And then one within a non-operated block in Bharanam [ph] and which should spud a well right at the end of the year. And then we're going to do some drilling in Malaysia, probably in Block H, and we're working on our timing now.
So I think we have a number of pretty good-sized prospects to be started this year. As I look into next year, I see things carrying on in Brunei, pretty active program in both blocks.
I see a sub-salt well in Congo, which we're waiting on the rig to come back. The Ocean Confidence, that is off working for somebody else, should be back to us about the end of the year.
We have a sub-salt well in there for a very big nice target. So I think the quality of the program is -- as we've talked about before, I think we've had a little bit of time slide here to the right, but this is pretty attractive, mainly in oil-based prospects within the program.
Paul Sankey - Deutsche Bank AG
And I guess the exploration track record, looking back, has had its knocks. What makes you more confident, going forward, that you should continue pursuing an exploration strategy this aggressive given the struggles that you've had over the past few years?
David Wood
Yes. I've been doing this for 30-something years, and you go in streaks and patches.
I think one thing you have to recognize, that these are programs. And we spend about the same amount of money here each year, and I'm comfortable with that level of spend.
Where we've been working on is the quality of prospects we've been drilling. The unfortunate thing for us is these last 6 months, we haven't been drilling many wells.
And so we tend to go through the highs and lows of individual wells and less focused on the quality of the program. I think as we start to get into a more active part of the second half of this year and next year, with the quality of prospects that we've got in basins that have already been proven, I feel very, very good about the program that we've got.
So I think exploration for us is -- it's part and parcel of our growth story, but today, it's not the only part of our growth story. 2, 3 years ago, we didn't have a resource program like we do today.
And going forward, our resource program is very good and very important. I'm really excited about what we've seen at Seal.
I'm very happy with where we are with Tupper. Of course, I'd like higher gas prices.
But I'm very happy subsurface. And I think Eagle Ford is a home run for us.
Looking at our Eagle Ford position now, we probably have 2,500 locations, probably have 500-plus million barrels and probably 4 TCF there, recoverable, and feel real comfortable with that. And so I think that provides a very nice balance, and perhaps missed by many, in our overall program.
So the balance there, the predictability from that, I think, overall, helps us a lot.
Paul Sankey - Deutsche Bank AG
Great. The final question for me.
You mentioned that you had -- I think you said restructured regarding your target setting, if you like, and you've now given some very specific targets for this year. What did you mean by restructuring?

### Brief 1
Quote the transcript between "So I think we" and "within the program.", inclusive.
The transcript and the rows come from unrelated sources.

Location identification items

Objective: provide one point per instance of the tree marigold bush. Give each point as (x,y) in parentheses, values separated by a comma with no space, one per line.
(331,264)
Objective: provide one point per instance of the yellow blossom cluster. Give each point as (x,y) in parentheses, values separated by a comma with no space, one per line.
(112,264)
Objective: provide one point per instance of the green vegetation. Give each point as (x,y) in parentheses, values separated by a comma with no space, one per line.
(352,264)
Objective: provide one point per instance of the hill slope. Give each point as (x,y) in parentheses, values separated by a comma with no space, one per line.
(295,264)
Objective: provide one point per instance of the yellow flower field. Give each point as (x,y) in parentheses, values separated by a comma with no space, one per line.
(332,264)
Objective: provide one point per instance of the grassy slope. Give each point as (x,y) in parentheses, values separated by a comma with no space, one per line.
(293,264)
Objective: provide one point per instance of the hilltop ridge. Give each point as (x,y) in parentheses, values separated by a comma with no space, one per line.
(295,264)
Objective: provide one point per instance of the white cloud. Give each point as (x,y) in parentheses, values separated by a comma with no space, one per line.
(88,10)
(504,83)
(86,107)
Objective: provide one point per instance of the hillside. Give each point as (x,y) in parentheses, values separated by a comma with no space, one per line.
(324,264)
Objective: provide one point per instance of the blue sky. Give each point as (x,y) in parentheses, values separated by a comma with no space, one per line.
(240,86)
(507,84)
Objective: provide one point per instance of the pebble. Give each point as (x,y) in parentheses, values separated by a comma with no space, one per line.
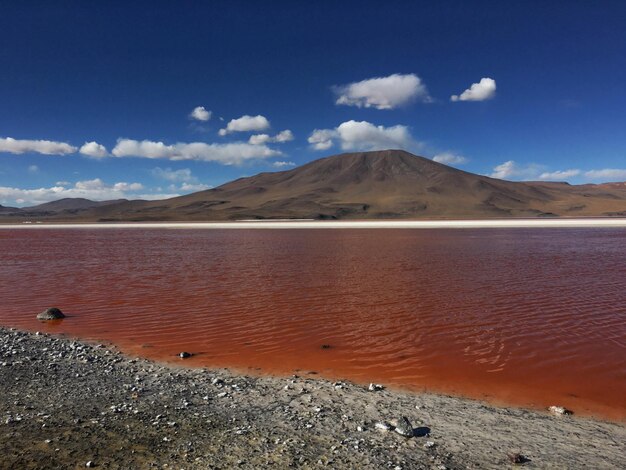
(382,426)
(559,410)
(404,427)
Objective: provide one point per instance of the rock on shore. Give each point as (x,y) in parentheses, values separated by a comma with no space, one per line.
(64,403)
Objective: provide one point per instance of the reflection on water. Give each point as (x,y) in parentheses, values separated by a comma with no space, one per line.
(526,316)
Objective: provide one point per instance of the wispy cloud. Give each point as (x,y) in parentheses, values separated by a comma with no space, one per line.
(363,135)
(94,189)
(182,175)
(281,164)
(560,175)
(481,91)
(449,158)
(226,154)
(383,92)
(45,147)
(281,137)
(607,174)
(512,170)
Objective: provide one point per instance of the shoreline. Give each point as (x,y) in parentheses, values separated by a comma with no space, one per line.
(66,402)
(337,224)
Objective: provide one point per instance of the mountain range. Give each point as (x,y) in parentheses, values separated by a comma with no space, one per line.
(389,184)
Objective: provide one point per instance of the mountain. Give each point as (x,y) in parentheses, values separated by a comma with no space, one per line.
(371,185)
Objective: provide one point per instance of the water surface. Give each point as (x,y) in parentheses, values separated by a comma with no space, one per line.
(529,317)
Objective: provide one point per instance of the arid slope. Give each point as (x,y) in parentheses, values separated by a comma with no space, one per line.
(371,185)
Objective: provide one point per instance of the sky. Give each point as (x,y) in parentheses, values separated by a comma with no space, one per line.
(116,99)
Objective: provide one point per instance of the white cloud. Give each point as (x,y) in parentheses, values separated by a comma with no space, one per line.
(363,135)
(281,137)
(449,158)
(94,149)
(561,175)
(94,189)
(383,92)
(512,170)
(607,174)
(322,139)
(189,187)
(200,114)
(227,154)
(483,90)
(46,147)
(182,175)
(246,124)
(283,164)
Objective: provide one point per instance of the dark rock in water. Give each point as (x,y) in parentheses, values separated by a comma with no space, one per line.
(404,427)
(51,313)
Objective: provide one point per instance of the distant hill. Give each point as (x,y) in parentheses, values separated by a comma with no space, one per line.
(371,185)
(70,204)
(8,210)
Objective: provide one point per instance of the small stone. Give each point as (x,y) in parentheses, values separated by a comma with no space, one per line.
(382,426)
(559,410)
(404,427)
(515,457)
(51,313)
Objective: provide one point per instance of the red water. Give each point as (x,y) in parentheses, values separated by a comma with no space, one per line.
(530,317)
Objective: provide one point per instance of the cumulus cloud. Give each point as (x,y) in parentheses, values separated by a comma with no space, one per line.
(383,92)
(449,158)
(483,90)
(607,174)
(199,113)
(363,135)
(513,170)
(182,175)
(226,154)
(283,164)
(45,147)
(281,137)
(94,189)
(561,175)
(94,149)
(246,124)
(322,139)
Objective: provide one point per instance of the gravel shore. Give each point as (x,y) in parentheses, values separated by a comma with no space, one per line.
(71,404)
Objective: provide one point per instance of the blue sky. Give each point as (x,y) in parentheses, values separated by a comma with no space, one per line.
(540,90)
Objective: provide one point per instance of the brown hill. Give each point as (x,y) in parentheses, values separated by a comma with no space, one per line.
(370,185)
(70,204)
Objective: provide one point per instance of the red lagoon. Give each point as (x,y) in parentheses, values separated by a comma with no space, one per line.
(529,317)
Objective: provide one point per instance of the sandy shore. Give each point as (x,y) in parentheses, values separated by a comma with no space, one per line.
(64,403)
(348,224)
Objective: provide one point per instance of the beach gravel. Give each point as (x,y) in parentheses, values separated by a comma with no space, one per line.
(71,404)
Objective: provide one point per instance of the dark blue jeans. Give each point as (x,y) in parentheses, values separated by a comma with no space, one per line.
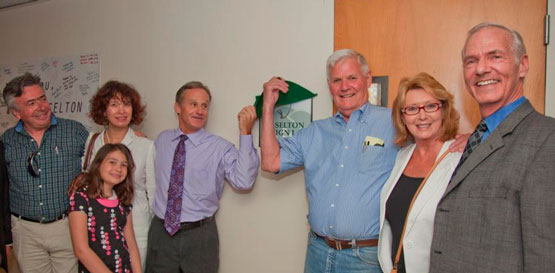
(320,258)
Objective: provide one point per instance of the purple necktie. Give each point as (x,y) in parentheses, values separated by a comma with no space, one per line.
(175,191)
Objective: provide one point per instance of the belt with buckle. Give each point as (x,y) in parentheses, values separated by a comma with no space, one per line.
(60,217)
(192,225)
(346,244)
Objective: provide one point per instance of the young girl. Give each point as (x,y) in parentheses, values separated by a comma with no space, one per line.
(100,218)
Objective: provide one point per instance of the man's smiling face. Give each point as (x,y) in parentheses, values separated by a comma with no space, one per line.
(492,73)
(348,86)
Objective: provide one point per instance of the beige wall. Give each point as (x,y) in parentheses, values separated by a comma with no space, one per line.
(233,46)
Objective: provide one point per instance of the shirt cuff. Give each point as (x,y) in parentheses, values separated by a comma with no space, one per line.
(245,142)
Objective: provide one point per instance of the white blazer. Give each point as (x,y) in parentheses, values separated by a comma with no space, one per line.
(420,224)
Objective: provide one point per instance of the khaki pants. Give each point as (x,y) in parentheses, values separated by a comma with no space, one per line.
(43,247)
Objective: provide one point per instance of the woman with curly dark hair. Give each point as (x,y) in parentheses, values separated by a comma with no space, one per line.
(117,106)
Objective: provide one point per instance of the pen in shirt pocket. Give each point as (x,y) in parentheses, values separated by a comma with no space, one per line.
(372,141)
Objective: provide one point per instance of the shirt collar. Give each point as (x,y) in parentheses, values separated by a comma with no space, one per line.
(496,118)
(195,137)
(19,126)
(358,114)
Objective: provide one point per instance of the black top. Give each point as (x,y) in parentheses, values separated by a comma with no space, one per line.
(396,210)
(105,226)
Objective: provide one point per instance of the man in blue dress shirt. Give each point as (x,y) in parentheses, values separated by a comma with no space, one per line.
(347,159)
(190,244)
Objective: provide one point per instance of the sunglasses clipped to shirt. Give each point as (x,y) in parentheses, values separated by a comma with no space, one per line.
(33,164)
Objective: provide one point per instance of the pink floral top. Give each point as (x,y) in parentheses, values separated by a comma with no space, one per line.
(105,222)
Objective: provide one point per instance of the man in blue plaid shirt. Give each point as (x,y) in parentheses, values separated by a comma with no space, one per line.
(43,154)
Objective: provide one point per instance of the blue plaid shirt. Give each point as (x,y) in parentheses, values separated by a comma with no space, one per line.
(59,160)
(346,166)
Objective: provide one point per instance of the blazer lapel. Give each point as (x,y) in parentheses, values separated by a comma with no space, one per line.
(429,190)
(492,143)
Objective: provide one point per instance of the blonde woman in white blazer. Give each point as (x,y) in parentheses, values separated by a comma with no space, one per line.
(117,105)
(425,122)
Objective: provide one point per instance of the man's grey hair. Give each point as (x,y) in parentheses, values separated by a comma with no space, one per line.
(15,87)
(517,45)
(346,53)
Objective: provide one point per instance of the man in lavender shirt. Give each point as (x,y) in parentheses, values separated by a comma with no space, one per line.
(208,160)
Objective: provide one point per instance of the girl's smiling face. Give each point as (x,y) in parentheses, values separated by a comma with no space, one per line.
(113,169)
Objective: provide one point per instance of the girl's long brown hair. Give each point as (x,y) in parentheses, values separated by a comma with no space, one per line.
(91,182)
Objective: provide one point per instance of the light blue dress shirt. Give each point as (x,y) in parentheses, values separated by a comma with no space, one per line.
(496,118)
(344,177)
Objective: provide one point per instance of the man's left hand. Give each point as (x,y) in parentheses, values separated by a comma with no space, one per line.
(246,118)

### Brief 2
Print the rows from the line holding "Objective: provide one point per instance of the pink" through the last line of the rows, inclusive.

### Task solution 1
So I think we have a number of pretty good-sized prospects to be started this year. As I look into next year, I see things carrying on in Brunei, pretty active program in both blocks.
I see a sub-salt well in Congo, which we're waiting on the rig to come back. The Ocean Confidence, that is off working for somebody else, should be back to us about the end of the year.
We have a sub-salt well in there for a very big nice target. So I think the quality of the program is -- as we've talked about before, I think we've had a little bit of time slide here to the right, but this is pretty attractive, mainly in oil-based prospects within the program.

### Task solution 2
Objective: provide one point per instance of the pink floral top. Give each point as (x,y) in parentheses, values separated by a comma with no space, one per line.
(105,222)
Objective: provide one point per instance of the man in blue plaid shirt. Give each point as (x,y) in parentheses, values separated by a comma with no space, one per line.
(43,154)
Objective: provide one point per instance of the blue plaid shirt. Give each point as (x,y) in parentheses, values separated by a comma with no space, one per line.
(59,160)
(346,166)
Objective: provide one point per instance of the blazer lapel. Give each point as (x,y) in parentheses, values separated by a comma with no space, one per line.
(429,190)
(492,143)
Objective: provide one point per instance of the blonde woman in white blazer. Give each point as (x,y) in parentheses, values separated by a comma with no space, one per line.
(117,105)
(425,122)
Objective: provide one point per instance of the man's grey hair. Give each point as (x,y) in parentheses, values separated by a comma with no space, one per line.
(15,87)
(517,45)
(346,53)
Objective: provide one point per instance of the man in lavender shirt. Give each point as (x,y) in parentheses, values separated by a comma with no space, one per line.
(208,160)
Objective: provide one point per instance of the girl's smiling face. Give each point as (x,y) in parentheses, values separated by a comma with no space, one per line.
(113,169)
Objective: provide one point per instance of the girl's long brown hair. Give each point as (x,y) in parentheses, values separated by a comma with no space, one per line.
(91,182)
Objective: provide one point per instance of the light blue dress shirt. Give each point as (x,y) in parentheses, values separated by a comma with no space, one per line.
(496,118)
(344,177)
Objective: provide one point per instance of the man's left hand. Give each point as (x,y) in parentheses, values separated by a comma with no space, one per line.
(246,118)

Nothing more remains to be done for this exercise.